WHAT IS REQUIRED
Each record below should be reproduced as it is written, with pictures left out entirely.

EXERCISE INPUTS
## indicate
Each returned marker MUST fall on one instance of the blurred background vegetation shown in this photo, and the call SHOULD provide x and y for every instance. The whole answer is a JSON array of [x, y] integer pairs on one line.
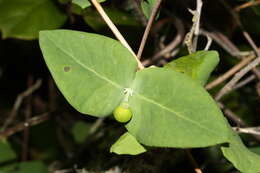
[[62, 140]]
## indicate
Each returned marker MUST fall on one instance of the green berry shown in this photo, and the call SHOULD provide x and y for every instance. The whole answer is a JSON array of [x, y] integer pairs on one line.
[[122, 114]]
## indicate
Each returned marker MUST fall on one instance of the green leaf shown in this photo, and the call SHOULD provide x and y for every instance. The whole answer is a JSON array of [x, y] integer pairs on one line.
[[127, 144], [147, 7], [80, 131], [198, 65], [25, 18], [84, 3], [90, 70], [6, 152], [26, 167], [171, 110], [242, 158]]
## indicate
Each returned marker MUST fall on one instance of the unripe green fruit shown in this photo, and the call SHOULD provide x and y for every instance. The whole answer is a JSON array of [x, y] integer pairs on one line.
[[122, 114]]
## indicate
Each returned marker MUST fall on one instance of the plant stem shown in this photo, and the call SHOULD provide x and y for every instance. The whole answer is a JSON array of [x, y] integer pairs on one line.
[[115, 30]]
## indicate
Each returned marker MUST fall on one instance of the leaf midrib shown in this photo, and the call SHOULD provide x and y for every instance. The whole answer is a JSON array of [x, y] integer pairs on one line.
[[86, 67], [140, 96]]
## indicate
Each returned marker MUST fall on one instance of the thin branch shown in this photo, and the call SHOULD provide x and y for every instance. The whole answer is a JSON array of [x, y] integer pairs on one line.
[[148, 27], [139, 12], [231, 115], [197, 27], [224, 42], [209, 42], [194, 31], [251, 42], [244, 82], [19, 101], [28, 112], [247, 4], [228, 87], [173, 44], [230, 72], [115, 30], [248, 130]]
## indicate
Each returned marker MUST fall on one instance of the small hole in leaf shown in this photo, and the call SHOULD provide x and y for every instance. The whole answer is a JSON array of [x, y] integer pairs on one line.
[[67, 69]]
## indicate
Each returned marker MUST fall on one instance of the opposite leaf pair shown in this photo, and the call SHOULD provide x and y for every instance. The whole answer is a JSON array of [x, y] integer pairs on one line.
[[170, 109]]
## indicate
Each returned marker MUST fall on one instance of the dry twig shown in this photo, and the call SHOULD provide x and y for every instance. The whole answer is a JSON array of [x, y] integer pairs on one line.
[[19, 101], [229, 86], [248, 130], [115, 30], [21, 126], [230, 72], [247, 4]]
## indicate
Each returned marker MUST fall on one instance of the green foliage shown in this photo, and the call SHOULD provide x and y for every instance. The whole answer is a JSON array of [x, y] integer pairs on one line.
[[147, 6], [84, 3], [94, 85], [6, 152], [25, 167], [24, 19], [170, 106], [243, 159], [198, 65], [171, 110], [80, 131], [176, 101], [127, 144]]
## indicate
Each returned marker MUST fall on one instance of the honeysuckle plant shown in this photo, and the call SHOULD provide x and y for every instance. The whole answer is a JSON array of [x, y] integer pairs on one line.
[[160, 106]]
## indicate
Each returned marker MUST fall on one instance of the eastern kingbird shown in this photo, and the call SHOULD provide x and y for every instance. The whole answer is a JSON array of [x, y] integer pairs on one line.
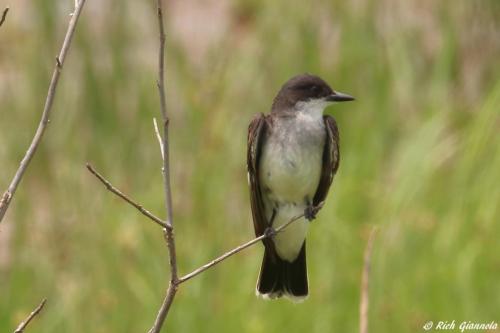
[[293, 154]]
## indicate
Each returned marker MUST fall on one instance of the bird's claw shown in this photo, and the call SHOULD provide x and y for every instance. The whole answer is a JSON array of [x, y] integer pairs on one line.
[[269, 232], [311, 211]]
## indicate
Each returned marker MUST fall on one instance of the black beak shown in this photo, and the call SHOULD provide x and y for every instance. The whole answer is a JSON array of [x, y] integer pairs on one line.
[[339, 97]]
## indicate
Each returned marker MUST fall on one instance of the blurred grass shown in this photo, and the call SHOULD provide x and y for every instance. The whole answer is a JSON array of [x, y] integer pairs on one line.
[[420, 158]]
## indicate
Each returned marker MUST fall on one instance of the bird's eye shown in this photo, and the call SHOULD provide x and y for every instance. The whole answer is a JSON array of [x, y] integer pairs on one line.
[[314, 88]]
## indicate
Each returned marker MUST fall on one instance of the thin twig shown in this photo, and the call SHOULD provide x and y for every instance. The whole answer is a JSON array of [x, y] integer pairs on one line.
[[236, 250], [32, 315], [169, 232], [7, 196], [122, 195], [158, 137], [4, 15], [365, 284]]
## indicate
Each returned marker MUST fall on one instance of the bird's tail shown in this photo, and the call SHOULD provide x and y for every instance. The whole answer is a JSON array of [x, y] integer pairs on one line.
[[279, 277]]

ANSWER TO THIS EXERCISE
## indicate
Each returned marker MUST fall on one instance of the blurred background vegetation shown in this photo, and the call SHOULD provide x and y for every instance. The whole answer is a JSON array of [x, y] integer pairs on one line.
[[62, 140]]
## indicate
Each returned marker MUST fall on one instance of the green berry shown in this photo, and the call SHOULD provide x and y for every instance. The whole answer is a JSON array of [x, y] integer pairs on one line.
[[122, 114]]
## indicate
Each returned marker MUST fall on one instance of the green leaf shown in this photo, and the call SHOULD provide x and y for every instance. The whole answer is a JSON array of [x, y] integer pairs on one line.
[[127, 144], [147, 7], [80, 131], [198, 65], [25, 18], [84, 3], [90, 70], [6, 152], [26, 167], [171, 110], [242, 158]]
## indicate
Each returned marker MUST fall on one instance of the unripe green fruit shown in this photo, and the call SHOULD provide x and y for every instance. The whole answer is a JSON array of [x, y] integer pairs on one line.
[[122, 114]]
## indicate
Each returned marker MUST fall on one instance of the plant stem shown in this photo, and the call SHOULD provide x and y for every instance. The whole answer is a JSON array of [x, y] integer pairs on one line.
[[115, 30]]
## indicate
Each returned marker MUST fall on one instance of the leaf midrib shown in this photo, and the call SHOULD provide x and y for every instance. The whole answer is a JSON array of [x, y] integer pairs on one line.
[[86, 67], [140, 96]]
## indicate
Each returned marker MUST fall on one instance of the thin branch shown in this photo, and the call SHOULD provide x and y for every instance. The whole answer is a JSON array of [x, y] integer pairs on one line.
[[148, 27], [139, 12], [231, 115], [197, 27], [224, 42], [209, 42], [194, 31], [251, 42], [244, 82], [19, 101], [28, 112], [247, 4], [228, 87], [173, 44], [230, 72], [115, 30], [248, 130]]
## indicate
Each returned marker MUST fall on one instance of the small hole in leaf shown in this photo, and the call SHOULD provide x and y for every instance. The whole answer is a JSON array of [x, y] integer pairs on one line.
[[67, 69]]
## indicate
Each returned marker MUST fall on one instance of the opposite leaf pair shown in this photo, and the call SHOULD provide x and y for every instance. The whole answer is a JSON array of [x, y] integer pairs on one line.
[[170, 109]]
## indicate
Each returned marker MUST fall on one instance of the dry twig shown in this photo, and the call SHOULD provide x and y for every instance. The whole answer is a JSON array of [x, y] integer pairs on one line.
[[19, 101], [229, 86], [248, 130], [115, 30], [21, 126], [230, 72], [247, 4]]
## indicate
Each returned marker MUST fall on one instance of the green foliage shown in this photo, and the call SHOULD provide x and y for every instance. The whole answer is a JSON array of [x, y] integer pairs on one line.
[[147, 6], [84, 3], [94, 85], [6, 152], [25, 167], [24, 19], [170, 106], [243, 159], [198, 65], [171, 110], [80, 131], [176, 101], [127, 144]]
## indicate
Each returned marker MUST fall on one instance of the honeysuckle plant shown in this photo, and the call SHOULD provide x and y for every instance. The whole answer is a JSON array of [x, y] integer pairs on one line.
[[160, 106]]
## indicate
Each returned marker MUST fall on one instance of the eastern kingbird shown in this photo, and the call SHOULD provide x and y for every instance. The whole answer is a JSON array of [x, y] integer pairs on one line.
[[293, 154]]
## indicate
Each returned marker MUST fall on one instance of the bird's claw shown in this photo, and the call SHOULD provide x and y for every instance. The whole answer is a JSON array of [x, y] integer pairs on one line.
[[269, 232], [311, 211]]
## indicate
Each returned marker MUST fall on one instance of the black beak shown in this photo, and the call SHOULD provide x and y for every instance. The whole answer is a JSON array of [x, y] integer pairs on one line.
[[339, 97]]
## indicate
Each returned marker MUST fall on one instance of the blurred grass shown in this photo, and the call SHOULD provide x and y for every instance. The whole answer is a JSON array of [x, y] integer pairs on one line.
[[420, 158]]
## indicate
Each returned marker MUST fall on one instance of the bird's eye shown in this photo, and the call SHOULD provide x and y for every instance. The whole answer is a JSON array of [x, y] integer pairs on one line.
[[314, 88]]
## indicate
Each returned marker MUST fall on one instance of the thin twig shown in this photo, and the call SHOULD provide x and y for every instance. The whole answer is a JSON array of [x, y] integer pairs on one line.
[[236, 250], [32, 315], [169, 232], [7, 196], [122, 195], [158, 137], [4, 15], [365, 284]]
## indicate
Each returned marker MUST fall on one instance of the bird's tail shown in this photo, and the call SHOULD provide x and y for every instance. The whole answer is a JSON array of [x, y] integer pairs on one line.
[[279, 277]]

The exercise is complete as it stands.